» EXERCISE 1
Transcribe the passage of the text on rye in pig feed from "Researching together" up to and including "and Viehvermarktungsgemeinschaft Aller-Weser-Hunte.".
» EXERCISE 2
Finish out the next part of the text on rye in pig feed, picking up after its final sentence.

» TEXT FOR ANALYSIS
--
Reduced risk of salmonella in stables, improved intestinal health, increased animal welfare and reduced CO2 emissions: the increased use of rye in pig feed has positive effects. This is the result of the four-year research project "6-R concept", informs the German Raiffeisenverband (DRV). The scientists conclude that rye has high potential for sustainable and healthy pig feeding. This proves the results of the first field study. "Rye is accepted by animals in larger quantities even at high performance levels. A high proportion of hybrid rye in mixed feed can significantly reduce salmonella contamination in the barn in this context," explains Dr. Andreas von Felde, Head of Product Management Feeding at KWS Lochow GmbH.

"The studies prove that the high proportions of water-soluble carbohydrates in rye are increasingly converted to volatile fatty acids by the bacteria at the end of the digestive tract. This is good for the intestinal mucosa and makes it more difficult for salmonella to colonize," explains Prof. Dr. Christian Visscher, Director of the Institute of Animal Nutrition, University of Veterinary Medicine Hanover Foundation. In addition, research results show that rye promotes the intestinal health of the animals and ultimately leads to higher animal welfare and thus to greater animal well-being.

Researching together

The "6-R Concept" research project entitled "Regional renaissance of rye and rapeseed to reduce problems in plant cultivation and animal production by re-evaluating ingredients and using them specifically to promote environmental, animal and consumer protection" was initiated by seed producer KWS and funded by the German Federal Ministry of Food and Agriculture. Numerous institutions were involved in the project: In addition to the University of Veterinary Medicine in Hanover, the Free University of Berlin and the University of Bonn, as well as KWS, it included DRV and its member companies Raiffeisen Kraftfutterwerk Mittelweser Heide and Viehvermarktungsgemeinschaft Aller-Weser-Hunte.
--
» INFORMATION SUPPLIED
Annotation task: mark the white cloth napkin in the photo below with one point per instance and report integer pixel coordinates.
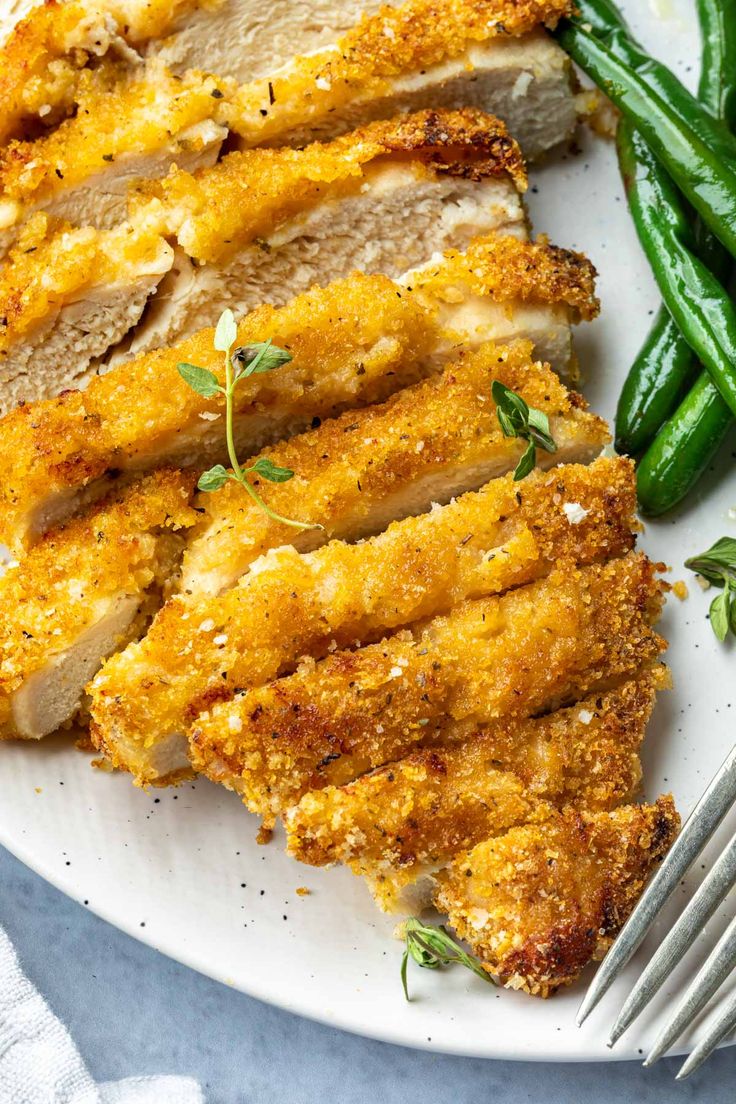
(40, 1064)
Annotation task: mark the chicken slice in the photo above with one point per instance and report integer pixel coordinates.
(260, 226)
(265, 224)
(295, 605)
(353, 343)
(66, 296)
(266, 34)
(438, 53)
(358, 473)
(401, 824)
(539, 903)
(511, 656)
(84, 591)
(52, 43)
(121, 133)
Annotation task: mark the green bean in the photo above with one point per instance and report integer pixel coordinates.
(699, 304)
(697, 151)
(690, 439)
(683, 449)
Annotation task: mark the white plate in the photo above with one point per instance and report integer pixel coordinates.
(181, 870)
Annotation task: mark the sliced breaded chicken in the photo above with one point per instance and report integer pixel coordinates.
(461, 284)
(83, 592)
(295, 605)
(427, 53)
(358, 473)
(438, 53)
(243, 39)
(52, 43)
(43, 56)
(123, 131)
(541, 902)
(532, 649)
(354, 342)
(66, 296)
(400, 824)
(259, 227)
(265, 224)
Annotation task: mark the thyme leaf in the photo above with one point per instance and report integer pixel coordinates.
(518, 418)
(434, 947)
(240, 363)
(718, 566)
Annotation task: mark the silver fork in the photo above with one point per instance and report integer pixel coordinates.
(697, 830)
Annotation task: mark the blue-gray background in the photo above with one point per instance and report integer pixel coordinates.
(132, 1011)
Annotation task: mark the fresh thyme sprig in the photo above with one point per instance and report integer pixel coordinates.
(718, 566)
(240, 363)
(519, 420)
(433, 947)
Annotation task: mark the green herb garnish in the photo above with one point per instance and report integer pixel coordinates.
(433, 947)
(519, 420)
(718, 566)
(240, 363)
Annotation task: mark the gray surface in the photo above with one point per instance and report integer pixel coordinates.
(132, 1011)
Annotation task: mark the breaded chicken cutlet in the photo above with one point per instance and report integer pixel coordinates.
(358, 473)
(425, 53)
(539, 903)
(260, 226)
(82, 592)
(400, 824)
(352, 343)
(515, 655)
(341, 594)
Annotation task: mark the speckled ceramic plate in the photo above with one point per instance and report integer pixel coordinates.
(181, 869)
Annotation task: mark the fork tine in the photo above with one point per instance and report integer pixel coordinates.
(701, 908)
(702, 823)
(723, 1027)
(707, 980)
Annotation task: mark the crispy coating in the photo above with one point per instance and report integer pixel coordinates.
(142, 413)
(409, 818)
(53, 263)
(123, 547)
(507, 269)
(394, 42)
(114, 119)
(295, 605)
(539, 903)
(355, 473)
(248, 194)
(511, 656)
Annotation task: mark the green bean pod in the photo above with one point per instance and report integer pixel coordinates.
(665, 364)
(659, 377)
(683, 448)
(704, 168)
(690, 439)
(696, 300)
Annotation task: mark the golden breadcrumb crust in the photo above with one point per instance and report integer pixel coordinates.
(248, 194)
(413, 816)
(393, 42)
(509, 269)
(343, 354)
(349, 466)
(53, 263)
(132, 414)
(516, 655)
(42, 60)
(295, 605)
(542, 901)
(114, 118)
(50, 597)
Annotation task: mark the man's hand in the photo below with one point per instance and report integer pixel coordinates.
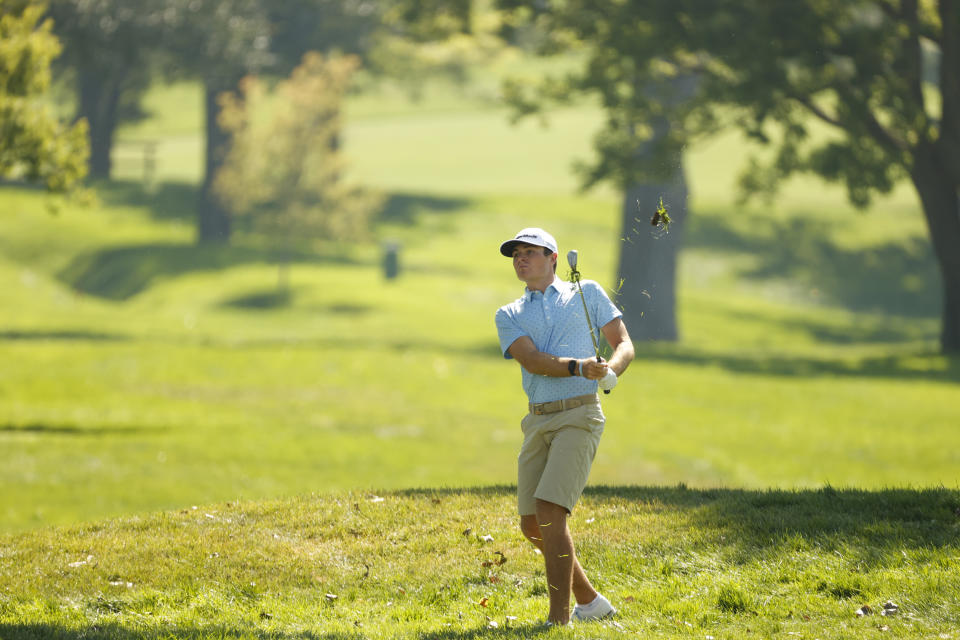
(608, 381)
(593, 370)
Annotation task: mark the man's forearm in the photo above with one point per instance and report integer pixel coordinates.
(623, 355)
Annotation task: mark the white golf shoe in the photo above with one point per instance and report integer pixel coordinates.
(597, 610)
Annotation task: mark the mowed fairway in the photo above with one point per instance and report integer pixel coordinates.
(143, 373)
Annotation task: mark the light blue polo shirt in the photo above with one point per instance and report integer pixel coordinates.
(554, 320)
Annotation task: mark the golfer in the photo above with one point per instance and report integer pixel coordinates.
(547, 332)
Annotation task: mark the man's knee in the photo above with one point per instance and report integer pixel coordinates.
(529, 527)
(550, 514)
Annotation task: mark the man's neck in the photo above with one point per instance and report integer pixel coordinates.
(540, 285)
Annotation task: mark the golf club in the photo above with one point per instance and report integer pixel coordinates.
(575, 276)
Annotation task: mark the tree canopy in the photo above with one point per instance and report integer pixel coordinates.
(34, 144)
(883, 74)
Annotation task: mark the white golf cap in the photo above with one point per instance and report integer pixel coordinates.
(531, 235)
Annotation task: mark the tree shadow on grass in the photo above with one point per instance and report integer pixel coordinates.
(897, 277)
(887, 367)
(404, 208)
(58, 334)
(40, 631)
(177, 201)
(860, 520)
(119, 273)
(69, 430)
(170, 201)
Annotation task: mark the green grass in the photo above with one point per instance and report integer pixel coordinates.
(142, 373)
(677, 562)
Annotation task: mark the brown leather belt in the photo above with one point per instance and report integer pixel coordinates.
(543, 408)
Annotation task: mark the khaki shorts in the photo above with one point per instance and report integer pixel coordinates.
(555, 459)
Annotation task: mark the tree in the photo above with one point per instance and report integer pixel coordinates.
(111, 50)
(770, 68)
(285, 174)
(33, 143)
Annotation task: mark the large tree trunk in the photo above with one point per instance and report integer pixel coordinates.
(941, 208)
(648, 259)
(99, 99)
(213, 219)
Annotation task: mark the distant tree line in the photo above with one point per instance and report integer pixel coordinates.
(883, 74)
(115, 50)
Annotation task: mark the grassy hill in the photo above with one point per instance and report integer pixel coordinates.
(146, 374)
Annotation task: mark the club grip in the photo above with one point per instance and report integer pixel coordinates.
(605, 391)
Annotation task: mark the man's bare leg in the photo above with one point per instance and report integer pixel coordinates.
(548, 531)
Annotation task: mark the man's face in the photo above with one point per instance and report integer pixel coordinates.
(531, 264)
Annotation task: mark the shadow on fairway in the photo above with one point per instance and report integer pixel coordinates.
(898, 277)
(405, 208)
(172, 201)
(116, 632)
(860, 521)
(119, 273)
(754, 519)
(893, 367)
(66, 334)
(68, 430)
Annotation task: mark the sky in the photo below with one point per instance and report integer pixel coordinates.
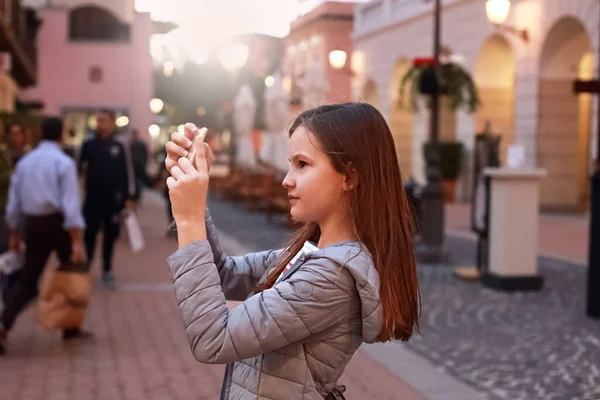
--
» RESPONSE 1
Researching together

The "6-R Concept" research project entitled "Regional renaissance of rye and rapeseed to reduce problems in plant cultivation and animal production by re-evaluating ingredients and using them specifically to promote environmental, animal and consumer protection" was initiated by seed producer KWS and funded by the German Federal Ministry of Food and Agriculture. Numerous institutions were involved in the project: In addition to the University of Veterinary Medicine in Hanover, the Free University of Berlin and the University of Bonn, as well as KWS, it included DRV and its member companies Raiffeisen Kraftfutterwerk Mittelweser Heide and Viehvermarktungsgemeinschaft Aller-Weser-Hunte.

» RESPONSE 2
Closely linked to the "6-R Project" is the ongoing "Rye-SaFe" science project. This project is investigating whether salmonella contamination can already be reduced in sow husbandry and piglet production by feeding a rye-based diet. Once again, DRV member companies are involved in this project, as are the seed breeder KWS, the University of Veterinary Medicine Hannover and other partners.

DRV Chief Executive Dr. Henning Ehlers also views the study results positively: "Pig farmers are looking for new methods of feeding their animals in a healthy and more sustainable way. Domestic rye can contribute significantly to this." He makes clear: "Rye-emphasized feed mixtures can improve the CO2 balance of pig farming. Hybrid rye uses less fertilizer, crop protection and water in cultivation compared to other cereals, offering an attractive alternative in crop rotation."